Goal | Rewrite the dataset items below as a numbered list, starting at the first line and ending with the line containing "M 1193 55 L", both included. Skip blank lines.

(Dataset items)
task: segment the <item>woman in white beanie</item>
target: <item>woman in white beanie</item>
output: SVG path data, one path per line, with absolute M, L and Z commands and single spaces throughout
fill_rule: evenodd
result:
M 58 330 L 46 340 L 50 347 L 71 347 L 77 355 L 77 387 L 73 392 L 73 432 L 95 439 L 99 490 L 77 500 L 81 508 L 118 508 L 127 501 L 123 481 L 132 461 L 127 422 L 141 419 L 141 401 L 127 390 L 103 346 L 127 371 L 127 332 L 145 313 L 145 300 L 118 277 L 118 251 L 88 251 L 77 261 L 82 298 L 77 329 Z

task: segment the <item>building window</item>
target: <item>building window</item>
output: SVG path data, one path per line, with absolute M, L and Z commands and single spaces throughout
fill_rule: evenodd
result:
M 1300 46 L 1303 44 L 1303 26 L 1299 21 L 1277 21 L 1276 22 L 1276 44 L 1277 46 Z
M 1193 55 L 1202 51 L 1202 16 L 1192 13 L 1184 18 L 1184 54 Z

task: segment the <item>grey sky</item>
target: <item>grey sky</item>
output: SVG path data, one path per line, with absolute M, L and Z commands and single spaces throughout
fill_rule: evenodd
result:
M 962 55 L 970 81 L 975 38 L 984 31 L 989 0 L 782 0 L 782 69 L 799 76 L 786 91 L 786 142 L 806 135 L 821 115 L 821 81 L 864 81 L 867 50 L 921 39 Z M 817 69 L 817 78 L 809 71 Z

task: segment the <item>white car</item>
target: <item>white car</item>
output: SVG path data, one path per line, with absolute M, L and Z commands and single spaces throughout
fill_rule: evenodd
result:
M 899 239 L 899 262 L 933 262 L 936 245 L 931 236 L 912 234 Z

Answer to this problem |
1. task: segment the <item>woman in white beanie</item>
2. target: <item>woman in white beanie</item>
3. output: SVG path data, one path per line, with absolute M, L and Z commands and single spaces throughout
4. fill_rule: evenodd
5. result:
6. M 58 330 L 46 340 L 50 347 L 71 347 L 77 355 L 77 387 L 73 392 L 73 432 L 95 439 L 99 490 L 77 500 L 81 508 L 118 508 L 127 501 L 123 481 L 132 461 L 127 422 L 141 419 L 141 401 L 127 390 L 103 346 L 127 371 L 127 332 L 145 313 L 145 300 L 118 277 L 118 251 L 88 251 L 77 261 L 82 298 L 77 329 Z
7. task: segment the <item>building window</item>
8. target: <item>building window</item>
9. output: SVG path data, one path per line, with absolute M, L and Z commands and single spaces throughout
10. fill_rule: evenodd
11. result:
12. M 1300 46 L 1303 44 L 1303 26 L 1299 21 L 1277 21 L 1276 22 L 1276 44 L 1277 46 Z
13. M 1193 55 L 1202 51 L 1202 16 L 1192 13 L 1184 18 L 1184 54 Z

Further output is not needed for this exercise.